*** Data shown ***
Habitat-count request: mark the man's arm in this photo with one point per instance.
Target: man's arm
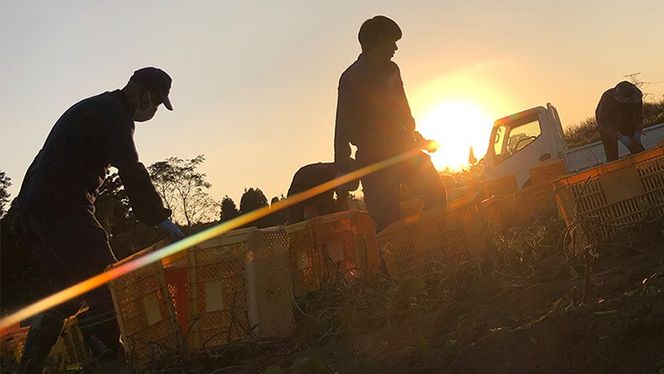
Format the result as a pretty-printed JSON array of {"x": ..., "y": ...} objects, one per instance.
[
  {"x": 144, "y": 199},
  {"x": 345, "y": 123},
  {"x": 402, "y": 104}
]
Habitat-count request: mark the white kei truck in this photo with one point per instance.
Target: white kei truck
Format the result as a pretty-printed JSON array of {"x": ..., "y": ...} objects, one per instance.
[{"x": 522, "y": 141}]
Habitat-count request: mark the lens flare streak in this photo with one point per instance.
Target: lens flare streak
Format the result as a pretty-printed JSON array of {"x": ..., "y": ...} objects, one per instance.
[{"x": 191, "y": 241}]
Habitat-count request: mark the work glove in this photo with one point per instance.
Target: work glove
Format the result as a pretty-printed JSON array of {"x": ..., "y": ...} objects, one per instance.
[
  {"x": 626, "y": 141},
  {"x": 350, "y": 186},
  {"x": 426, "y": 144},
  {"x": 638, "y": 136},
  {"x": 171, "y": 229}
]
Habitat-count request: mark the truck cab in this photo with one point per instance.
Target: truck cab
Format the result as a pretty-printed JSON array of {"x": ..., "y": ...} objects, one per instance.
[{"x": 523, "y": 140}]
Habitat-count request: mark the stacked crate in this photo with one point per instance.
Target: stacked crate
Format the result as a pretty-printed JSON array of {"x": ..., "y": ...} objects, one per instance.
[
  {"x": 600, "y": 201},
  {"x": 233, "y": 287},
  {"x": 441, "y": 237},
  {"x": 330, "y": 248}
]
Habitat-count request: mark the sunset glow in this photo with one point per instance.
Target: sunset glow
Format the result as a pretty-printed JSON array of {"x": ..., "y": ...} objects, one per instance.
[{"x": 456, "y": 126}]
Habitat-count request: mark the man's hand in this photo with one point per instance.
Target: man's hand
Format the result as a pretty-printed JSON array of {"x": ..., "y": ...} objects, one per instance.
[
  {"x": 626, "y": 141},
  {"x": 171, "y": 229},
  {"x": 638, "y": 136},
  {"x": 350, "y": 186}
]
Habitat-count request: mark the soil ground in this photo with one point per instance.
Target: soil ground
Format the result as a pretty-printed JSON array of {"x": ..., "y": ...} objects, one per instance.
[{"x": 529, "y": 308}]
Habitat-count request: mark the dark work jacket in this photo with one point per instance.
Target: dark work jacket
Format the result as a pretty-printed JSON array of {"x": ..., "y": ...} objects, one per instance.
[
  {"x": 615, "y": 118},
  {"x": 89, "y": 137},
  {"x": 308, "y": 177},
  {"x": 372, "y": 112}
]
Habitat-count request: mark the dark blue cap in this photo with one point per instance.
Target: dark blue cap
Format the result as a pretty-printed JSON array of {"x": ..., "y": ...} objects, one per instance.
[{"x": 156, "y": 80}]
*** End of Data shown ***
» **Activity**
Output all the records above again exactly, with the pictures dropped.

» **Answer box**
Habitat-count request: mark the man's arm in this photo with one point per instance.
Target: man's arm
Format the result as a pretty-printed JSON array of {"x": ..., "y": ...} objects, one per instance.
[
  {"x": 144, "y": 199},
  {"x": 345, "y": 123},
  {"x": 402, "y": 104}
]
Habitat-count request: mark the white kei truck in this photo with one point per instance.
Target: white kei truck
Format the result as a pretty-printed JSON array of {"x": ..., "y": ...} objects, one per instance.
[{"x": 522, "y": 141}]
Habitat-count request: mark the lens flare streak in this photo with one point per instance.
Target: lens flare streak
Format the result as a pretty-printed JSON array of {"x": ..., "y": ...} objects, one per instance.
[{"x": 191, "y": 241}]
Habitat-count request: mark the work glove in this photo with one point per instance.
Target: work glove
Format the result as a pretty-printed JSON array of {"x": ..., "y": ...} objects, one per instance.
[
  {"x": 626, "y": 141},
  {"x": 350, "y": 186},
  {"x": 426, "y": 144},
  {"x": 638, "y": 136},
  {"x": 171, "y": 229}
]
Habitat-count request: mark the truck cab in this photo with one point per instance.
Target: truck cab
Format the result as a pretty-printed JSON array of {"x": ..., "y": ...} objects, one per instance.
[{"x": 523, "y": 140}]
Habitat-count request: mark the stacked crate in this photo with one point per instance.
Target: stacked crate
Format the result as a pretty-printed JSON array of {"x": ..., "y": ...} objects, one per instance.
[
  {"x": 600, "y": 201},
  {"x": 233, "y": 287},
  {"x": 441, "y": 237},
  {"x": 330, "y": 248}
]
Habitat-count request: mark the sunset glow in this photo with one point per instance.
Target: sunset glow
Format the result as a pretty-printed JSON array of {"x": ..., "y": ...} objects, one per instance.
[{"x": 456, "y": 126}]
Habitat-count request: mark the man's hand in this photo with one point per instance.
Target: man's hand
Format the result as a pretty-printed JSON array of {"x": ..., "y": ...} objects, one per instance.
[
  {"x": 626, "y": 141},
  {"x": 171, "y": 229},
  {"x": 638, "y": 136},
  {"x": 350, "y": 186}
]
Habitat-count request: mark the soil ground in this photo with one point per instance.
Target: soil ground
Format the result as a pretty-printed JSON array of {"x": ..., "y": ...} objects, one per instance.
[{"x": 529, "y": 308}]
Habitat-count request: mark the dark work jacket in this photo with one point per instance.
Target: dark work jacket
Format the result as a pretty-printed JSON array of {"x": ..., "y": ...} objects, one per instance.
[
  {"x": 615, "y": 118},
  {"x": 89, "y": 137},
  {"x": 308, "y": 177},
  {"x": 372, "y": 112}
]
Habitat-count request: mark the dark blue cap in this photo with one point per instance.
Target: dark blue cap
Format the result as a pretty-printed JSON array of {"x": ..., "y": ...} objects, one per instance.
[{"x": 156, "y": 80}]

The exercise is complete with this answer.